» What you are asked to do
Write the lines below as a JSON list of strings, one string per line, leaving out any blank lines.

▼▼▼

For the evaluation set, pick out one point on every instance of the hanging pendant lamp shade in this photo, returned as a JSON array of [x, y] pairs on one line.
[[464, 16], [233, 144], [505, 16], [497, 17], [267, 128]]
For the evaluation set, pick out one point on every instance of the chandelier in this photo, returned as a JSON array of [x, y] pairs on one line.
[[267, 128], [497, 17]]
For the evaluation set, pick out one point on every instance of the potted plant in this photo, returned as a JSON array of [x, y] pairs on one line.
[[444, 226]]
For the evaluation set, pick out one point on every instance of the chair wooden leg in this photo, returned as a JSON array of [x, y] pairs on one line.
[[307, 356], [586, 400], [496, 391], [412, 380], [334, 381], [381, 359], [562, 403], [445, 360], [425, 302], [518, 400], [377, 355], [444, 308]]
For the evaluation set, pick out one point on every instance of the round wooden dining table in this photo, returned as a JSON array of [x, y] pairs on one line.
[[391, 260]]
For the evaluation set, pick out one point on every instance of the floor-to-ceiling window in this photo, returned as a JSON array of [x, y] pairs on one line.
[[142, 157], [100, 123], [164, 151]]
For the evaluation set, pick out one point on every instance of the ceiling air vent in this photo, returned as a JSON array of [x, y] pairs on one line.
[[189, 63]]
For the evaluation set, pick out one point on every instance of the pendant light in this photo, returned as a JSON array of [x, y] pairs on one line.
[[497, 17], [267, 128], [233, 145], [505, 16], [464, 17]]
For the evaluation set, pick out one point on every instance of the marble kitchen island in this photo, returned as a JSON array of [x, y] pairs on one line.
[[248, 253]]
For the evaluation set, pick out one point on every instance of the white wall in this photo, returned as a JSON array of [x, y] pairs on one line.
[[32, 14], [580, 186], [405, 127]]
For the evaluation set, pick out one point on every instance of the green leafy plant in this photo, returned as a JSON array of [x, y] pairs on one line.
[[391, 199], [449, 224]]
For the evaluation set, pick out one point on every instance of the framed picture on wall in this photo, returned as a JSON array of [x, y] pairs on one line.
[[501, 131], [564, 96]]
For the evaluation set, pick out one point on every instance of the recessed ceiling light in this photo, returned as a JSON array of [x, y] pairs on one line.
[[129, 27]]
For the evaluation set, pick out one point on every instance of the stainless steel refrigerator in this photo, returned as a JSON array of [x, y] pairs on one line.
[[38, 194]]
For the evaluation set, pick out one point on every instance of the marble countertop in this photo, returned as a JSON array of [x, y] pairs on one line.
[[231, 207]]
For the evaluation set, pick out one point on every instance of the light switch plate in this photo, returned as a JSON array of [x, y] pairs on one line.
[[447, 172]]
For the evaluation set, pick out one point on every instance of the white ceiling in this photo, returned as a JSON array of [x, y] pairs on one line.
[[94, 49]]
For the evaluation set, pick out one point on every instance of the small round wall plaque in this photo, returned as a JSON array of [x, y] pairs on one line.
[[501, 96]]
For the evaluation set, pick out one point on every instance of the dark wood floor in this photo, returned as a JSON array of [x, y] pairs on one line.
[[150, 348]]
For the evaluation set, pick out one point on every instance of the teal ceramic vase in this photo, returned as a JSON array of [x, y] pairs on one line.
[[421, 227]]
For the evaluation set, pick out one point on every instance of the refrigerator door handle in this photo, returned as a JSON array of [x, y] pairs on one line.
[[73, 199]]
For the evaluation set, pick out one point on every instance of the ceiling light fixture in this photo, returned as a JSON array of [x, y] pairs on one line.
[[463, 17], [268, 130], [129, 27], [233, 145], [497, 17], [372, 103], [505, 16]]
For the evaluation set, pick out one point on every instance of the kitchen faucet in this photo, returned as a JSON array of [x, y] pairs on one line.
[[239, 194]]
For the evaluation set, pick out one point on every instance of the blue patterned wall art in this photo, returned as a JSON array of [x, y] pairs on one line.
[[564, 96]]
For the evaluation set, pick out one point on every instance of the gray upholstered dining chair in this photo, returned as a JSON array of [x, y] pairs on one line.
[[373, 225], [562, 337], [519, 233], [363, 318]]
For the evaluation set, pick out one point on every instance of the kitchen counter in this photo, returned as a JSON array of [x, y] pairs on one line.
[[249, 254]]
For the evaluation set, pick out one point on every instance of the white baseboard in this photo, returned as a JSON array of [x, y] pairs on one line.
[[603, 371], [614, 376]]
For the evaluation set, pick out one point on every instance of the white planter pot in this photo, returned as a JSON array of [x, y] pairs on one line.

▲▲▲

» The output
[
  "For the evaluation set, pick out one point on every instance of the hanging pendant lamp shade in this photo, returned as a JSON array of [x, y] pairs on one line.",
  "[[464, 16], [233, 144], [505, 16], [497, 17], [267, 128]]",
  "For the evaluation set, pick out one point on every instance of the chandelier in this photo, returned as a JSON array of [x, y] pairs on one line.",
  "[[267, 128], [497, 17]]",
  "For the evaluation set, pick out one point on every instance of the potted plant in this photo, returned as a JSON array of [x, y] pairs on one line.",
  "[[444, 226]]",
  "For the evaluation set, pick out one point on every instance of the chair wooden leg in this photo, returned as a JSON array of [x, y] pairs on one line.",
  "[[307, 356], [586, 400], [496, 391], [412, 380], [334, 381], [381, 359], [562, 403], [445, 360], [425, 302], [518, 400], [377, 355], [444, 308]]",
  "For the evaluation set, pick out one point on every instance of the round wooden dining table in this photo, returned as a JSON array of [x, y] pairs on one line.",
  "[[391, 260]]",
  "For the evaluation set, pick out one point on every instance of the floor-to-ceiling window in this photo, returned as a JSON array of [x, y] pairs on one line.",
  "[[142, 157], [100, 123], [164, 151]]",
  "For the evaluation set, pick out one point on every instance of the ceiling air vent in this photo, returned as a JSON array of [x, y] pairs on one line.",
  "[[189, 63]]",
  "For the evaluation set, pick out one point on every instance of the pendant light in this photo, returned as a JSON array of [x, y] pairs on one line.",
  "[[497, 17], [267, 128], [233, 145], [505, 16], [464, 17]]",
  "For the evaluation set, pick out one point on every instance of the marble kitchen island in this photo, returned as a JSON array of [x, y] pairs on one line.",
  "[[248, 253]]",
  "For the evaluation set, pick out one point on every instance of the white wall in this photo, returned as a JSON array of [x, y] pairs on one line.",
  "[[32, 14], [580, 186], [405, 127]]",
  "For the evaluation set, pick out one point on every instance of the green leafy plant in this photo, returned as a JSON array of [x, y] pairs on one line.",
  "[[391, 199], [449, 224]]",
  "For the evaluation set, pick out one point on every instance of the framed picture on wall in this photo, returned as a JSON array of [x, y] pairs on one line.",
  "[[501, 131], [564, 96]]",
  "For the evaluation set, pick out one point on every instance of the recessed ceiling light in this photo, returned as a JSON array of [x, y] pairs on one line.",
  "[[129, 27]]",
  "For the evaluation set, pick out one point on every instance of the stainless steel refrigerator in this photo, returned as a JSON array of [x, y] pairs on one line.",
  "[[38, 194]]",
  "For the evaluation set, pick out one point on every instance of the marble countertop in this photo, returned as a JSON array of [x, y] pairs on one line.",
  "[[231, 207]]",
  "For the evaluation set, pick out one point on every instance of the light switch plate in this photo, returned as a JSON array of [x, y] pairs on one line.",
  "[[447, 172]]",
  "For the evaluation set, pick out one point on every instance of the white ceiling in this photo, returned as a JSON array of [x, y] pairs on one line.",
  "[[94, 49]]",
  "For the evaluation set, pick out one point on every instance of the small round wall plaque in this photo, returned as a JSON array of [x, y] pairs on one line.",
  "[[501, 96]]",
  "For the evaluation set, pick out one point on every instance of the dark wood floor in this photo, returned as a JSON array of [x, y] pairs on one line.",
  "[[150, 348]]",
  "For the evaluation set, pick out one point on every instance of the teal ceramic vase in this photo, returned as a JSON array of [x, y] pairs on one line.",
  "[[421, 227]]",
  "For the evaluation set, pick out one point on every instance of the refrigerator door handle in this photo, returned as a JSON array of [x, y] pairs on one line.",
  "[[73, 199]]",
  "For the evaluation set, pick out one point on every instance of the ceiling light fixture in this photo, returned as a JSON array of [x, y] pairs on one line.",
  "[[463, 17], [268, 130], [129, 27], [233, 145], [497, 17], [372, 103], [505, 16]]",
  "For the evaluation set, pick out one point on every instance of the kitchen faucet in this photo, returned as a JSON array of [x, y] pairs on one line.",
  "[[239, 194]]",
  "For the evaluation set, pick out one point on every instance of the blue patterned wall art in this photo, returned as a JSON array of [x, y] pairs on one line.",
  "[[564, 96]]",
  "For the evaluation set, pick out one point on every instance of the gray upholstered dining chair in this photo, returned as a JSON array of [x, y] pairs on one line.",
  "[[373, 225], [562, 337], [519, 233], [363, 318]]",
  "For the evaluation set, pick out one point on every instance of the kitchen counter in this photo, returned as a JSON array of [x, y] pairs on one line.",
  "[[249, 254]]",
  "For the evaluation set, pick out one point on every instance of the white baseboard in this photo, returned as a JSON array of [x, y] pairs on one line.",
  "[[603, 371], [614, 376]]",
  "For the evaluation set, pick out one point on every instance of the white planter pot in this photo, returned as a JSON array of [x, y] pairs on one line."
]